By Austin Bay,  RealClearPolitics-

Syria’s Arab Spring civil war began as another round in a long struggle between the 10 percent and the 90 percent — the 10 percent loyal to the Alawite dictatorship of the Assad clan versus everyone else.

The civil war has now expanded into a twilight regional war between Iran and NATO, with Turkey as NATO’s frontline actor.

At one level, Iran and NATO share a common concern: Syrian disintegration. Where they differ — greatly — is on who or what prevents disintegration.

Syria is a fragile mosaic of religious and ethnic groups, to include Arabs, Kurds, Druze and numerous Christian sects. Think fractious Lebanon, only bigger, and handcuffed by a brittle police state. Sunni Muslim rebels, including members of the Muslim Brotherhood, present the biggest challenge to the nominally Shia Muslim Alawites (the sect is theologically heterogeneous). In 1982, Syrian forces under Hafez al-Assad (father of Bashir al-Assad, the current dictator) massacred at least 10,000 Sunni rebels in the city of Hama. In that pre-Internet and cell phone era, the regime hid the killing fields.

WRITTEN EXERCISE 1: In the commentary on Syria's civil war, which country is described as NATO's frontline actor?
The Syria commentary and the records that follow it have no connection to each other.

Image region labeling records
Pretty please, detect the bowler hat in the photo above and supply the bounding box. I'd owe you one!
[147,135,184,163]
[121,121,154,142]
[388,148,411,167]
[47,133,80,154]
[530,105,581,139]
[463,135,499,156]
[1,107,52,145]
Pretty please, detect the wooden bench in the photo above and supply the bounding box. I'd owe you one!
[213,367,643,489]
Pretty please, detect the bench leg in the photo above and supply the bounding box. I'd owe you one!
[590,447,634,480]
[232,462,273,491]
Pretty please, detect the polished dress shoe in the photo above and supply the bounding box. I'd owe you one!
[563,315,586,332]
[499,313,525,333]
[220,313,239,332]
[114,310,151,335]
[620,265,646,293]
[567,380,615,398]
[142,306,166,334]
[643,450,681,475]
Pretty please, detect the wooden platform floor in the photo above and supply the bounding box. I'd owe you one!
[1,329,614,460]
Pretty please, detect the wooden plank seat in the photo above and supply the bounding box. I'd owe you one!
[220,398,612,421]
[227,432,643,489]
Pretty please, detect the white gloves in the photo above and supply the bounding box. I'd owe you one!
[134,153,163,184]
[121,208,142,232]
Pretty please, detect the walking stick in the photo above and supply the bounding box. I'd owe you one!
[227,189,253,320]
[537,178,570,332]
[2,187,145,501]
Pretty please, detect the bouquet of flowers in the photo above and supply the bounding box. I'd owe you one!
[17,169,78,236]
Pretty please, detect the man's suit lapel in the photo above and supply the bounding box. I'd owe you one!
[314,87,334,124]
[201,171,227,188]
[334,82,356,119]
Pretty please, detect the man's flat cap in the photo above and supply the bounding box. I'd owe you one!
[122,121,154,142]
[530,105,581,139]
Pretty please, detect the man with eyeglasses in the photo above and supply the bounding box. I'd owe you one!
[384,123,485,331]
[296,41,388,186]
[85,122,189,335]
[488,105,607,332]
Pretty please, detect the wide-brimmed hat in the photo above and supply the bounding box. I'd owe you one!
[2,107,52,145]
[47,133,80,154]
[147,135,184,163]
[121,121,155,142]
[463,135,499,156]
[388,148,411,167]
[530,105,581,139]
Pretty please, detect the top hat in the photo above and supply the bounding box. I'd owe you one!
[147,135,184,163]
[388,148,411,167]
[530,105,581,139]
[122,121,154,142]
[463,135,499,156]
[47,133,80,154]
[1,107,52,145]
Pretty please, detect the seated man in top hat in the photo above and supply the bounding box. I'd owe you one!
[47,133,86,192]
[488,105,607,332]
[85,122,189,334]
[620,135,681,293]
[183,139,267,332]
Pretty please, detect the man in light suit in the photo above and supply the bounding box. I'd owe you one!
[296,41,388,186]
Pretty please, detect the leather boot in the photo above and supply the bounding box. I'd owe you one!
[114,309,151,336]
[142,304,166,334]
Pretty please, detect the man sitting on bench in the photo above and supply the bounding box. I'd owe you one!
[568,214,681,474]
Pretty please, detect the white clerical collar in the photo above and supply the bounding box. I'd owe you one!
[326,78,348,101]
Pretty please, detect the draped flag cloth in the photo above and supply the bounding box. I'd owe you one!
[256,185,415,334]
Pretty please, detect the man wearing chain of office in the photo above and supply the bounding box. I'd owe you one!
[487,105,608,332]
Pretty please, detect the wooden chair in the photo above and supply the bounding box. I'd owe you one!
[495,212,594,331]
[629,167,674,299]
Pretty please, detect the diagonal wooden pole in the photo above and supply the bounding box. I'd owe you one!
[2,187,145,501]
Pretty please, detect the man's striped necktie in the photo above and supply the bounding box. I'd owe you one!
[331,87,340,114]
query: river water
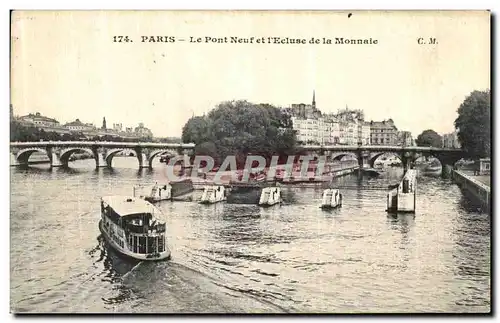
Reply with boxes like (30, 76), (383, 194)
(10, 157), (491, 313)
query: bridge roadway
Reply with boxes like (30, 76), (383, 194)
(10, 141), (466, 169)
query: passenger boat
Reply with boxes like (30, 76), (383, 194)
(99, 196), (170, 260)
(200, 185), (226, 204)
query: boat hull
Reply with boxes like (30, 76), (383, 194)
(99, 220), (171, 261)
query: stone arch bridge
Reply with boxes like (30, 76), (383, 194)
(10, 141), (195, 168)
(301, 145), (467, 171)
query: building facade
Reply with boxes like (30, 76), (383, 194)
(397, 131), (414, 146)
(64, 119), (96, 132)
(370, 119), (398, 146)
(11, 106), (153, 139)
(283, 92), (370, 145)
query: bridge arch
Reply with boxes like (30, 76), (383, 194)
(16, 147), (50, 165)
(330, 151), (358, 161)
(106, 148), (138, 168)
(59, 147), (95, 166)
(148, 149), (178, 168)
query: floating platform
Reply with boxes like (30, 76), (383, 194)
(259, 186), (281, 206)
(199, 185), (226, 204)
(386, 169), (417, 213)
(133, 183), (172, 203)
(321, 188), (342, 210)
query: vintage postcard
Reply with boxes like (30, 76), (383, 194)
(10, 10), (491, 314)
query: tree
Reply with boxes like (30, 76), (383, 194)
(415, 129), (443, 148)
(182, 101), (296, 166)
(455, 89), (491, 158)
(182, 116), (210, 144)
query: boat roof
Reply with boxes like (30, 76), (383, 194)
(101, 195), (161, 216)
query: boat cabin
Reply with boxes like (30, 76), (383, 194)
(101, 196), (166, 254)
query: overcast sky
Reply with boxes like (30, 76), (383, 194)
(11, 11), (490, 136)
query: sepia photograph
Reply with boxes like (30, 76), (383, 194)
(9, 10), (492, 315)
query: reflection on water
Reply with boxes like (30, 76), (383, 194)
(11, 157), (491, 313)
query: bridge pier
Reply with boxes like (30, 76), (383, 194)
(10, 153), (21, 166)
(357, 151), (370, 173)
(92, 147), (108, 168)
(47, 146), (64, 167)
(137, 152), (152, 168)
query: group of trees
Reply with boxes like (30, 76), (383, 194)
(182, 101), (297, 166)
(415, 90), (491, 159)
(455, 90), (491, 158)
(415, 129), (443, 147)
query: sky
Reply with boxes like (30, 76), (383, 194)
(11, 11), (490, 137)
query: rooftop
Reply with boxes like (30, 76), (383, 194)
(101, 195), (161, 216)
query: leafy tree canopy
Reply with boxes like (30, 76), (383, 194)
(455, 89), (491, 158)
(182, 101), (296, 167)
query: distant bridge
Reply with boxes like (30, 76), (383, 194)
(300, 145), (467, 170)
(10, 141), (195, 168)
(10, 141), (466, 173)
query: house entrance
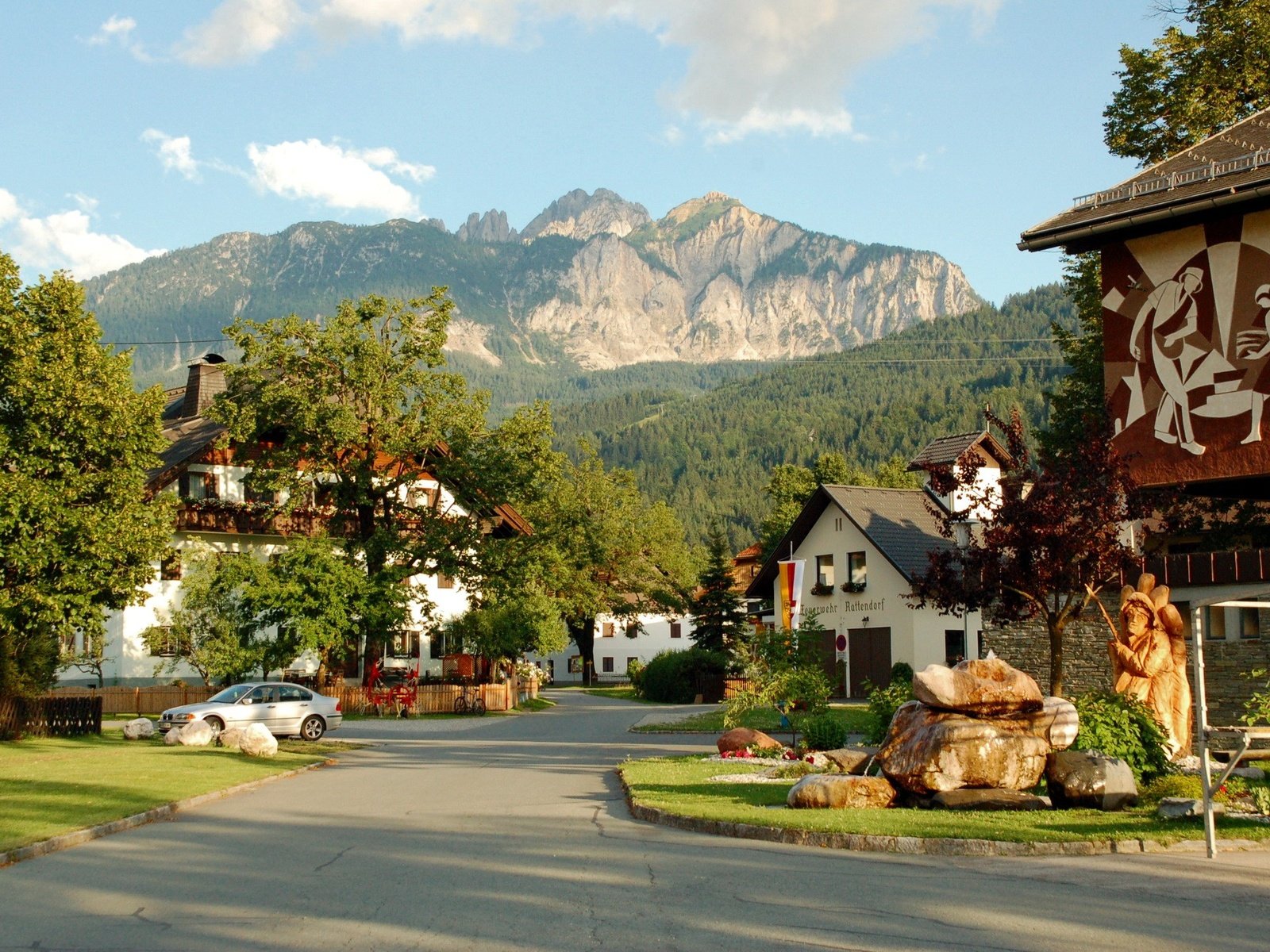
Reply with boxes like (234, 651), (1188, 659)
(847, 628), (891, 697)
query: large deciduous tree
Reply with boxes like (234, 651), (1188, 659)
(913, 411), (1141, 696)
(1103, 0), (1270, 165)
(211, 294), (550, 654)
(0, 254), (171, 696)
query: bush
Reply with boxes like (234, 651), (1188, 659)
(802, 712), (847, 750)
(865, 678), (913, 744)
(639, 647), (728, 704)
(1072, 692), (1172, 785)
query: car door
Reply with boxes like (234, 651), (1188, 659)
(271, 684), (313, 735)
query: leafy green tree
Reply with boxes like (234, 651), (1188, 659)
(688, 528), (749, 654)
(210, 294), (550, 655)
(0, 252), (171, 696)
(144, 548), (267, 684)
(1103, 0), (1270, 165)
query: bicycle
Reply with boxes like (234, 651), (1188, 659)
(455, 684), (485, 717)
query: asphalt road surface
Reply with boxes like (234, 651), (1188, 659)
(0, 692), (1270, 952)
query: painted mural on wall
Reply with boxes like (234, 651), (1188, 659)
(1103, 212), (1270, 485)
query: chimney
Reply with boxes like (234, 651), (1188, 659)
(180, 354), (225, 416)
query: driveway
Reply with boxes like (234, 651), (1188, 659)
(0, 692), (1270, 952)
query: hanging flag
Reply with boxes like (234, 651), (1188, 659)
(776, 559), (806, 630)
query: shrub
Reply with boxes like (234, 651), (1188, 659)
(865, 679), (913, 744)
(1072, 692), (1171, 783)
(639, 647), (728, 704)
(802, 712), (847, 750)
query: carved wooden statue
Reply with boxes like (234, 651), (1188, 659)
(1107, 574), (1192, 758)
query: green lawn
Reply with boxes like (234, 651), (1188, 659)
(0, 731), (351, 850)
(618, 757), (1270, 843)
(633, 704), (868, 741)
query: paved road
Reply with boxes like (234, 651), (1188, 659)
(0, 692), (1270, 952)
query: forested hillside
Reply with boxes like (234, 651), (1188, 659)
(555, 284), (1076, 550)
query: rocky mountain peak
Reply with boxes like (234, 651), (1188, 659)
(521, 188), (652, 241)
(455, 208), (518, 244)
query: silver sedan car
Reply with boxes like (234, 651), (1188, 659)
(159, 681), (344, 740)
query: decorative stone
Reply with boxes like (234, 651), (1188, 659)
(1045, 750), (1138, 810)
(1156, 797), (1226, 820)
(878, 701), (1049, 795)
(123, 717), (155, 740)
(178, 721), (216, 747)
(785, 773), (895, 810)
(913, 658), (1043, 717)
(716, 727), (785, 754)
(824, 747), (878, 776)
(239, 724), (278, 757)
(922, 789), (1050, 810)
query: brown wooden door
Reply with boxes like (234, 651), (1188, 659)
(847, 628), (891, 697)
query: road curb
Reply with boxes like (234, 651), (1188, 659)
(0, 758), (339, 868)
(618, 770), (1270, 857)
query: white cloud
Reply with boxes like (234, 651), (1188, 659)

WRITTEN EXERCISE 2: Count the lines of the records that contain the string "arch", and give only the number.

FULL OUTPUT 1: Turkey

FULL OUTPUT 2: 2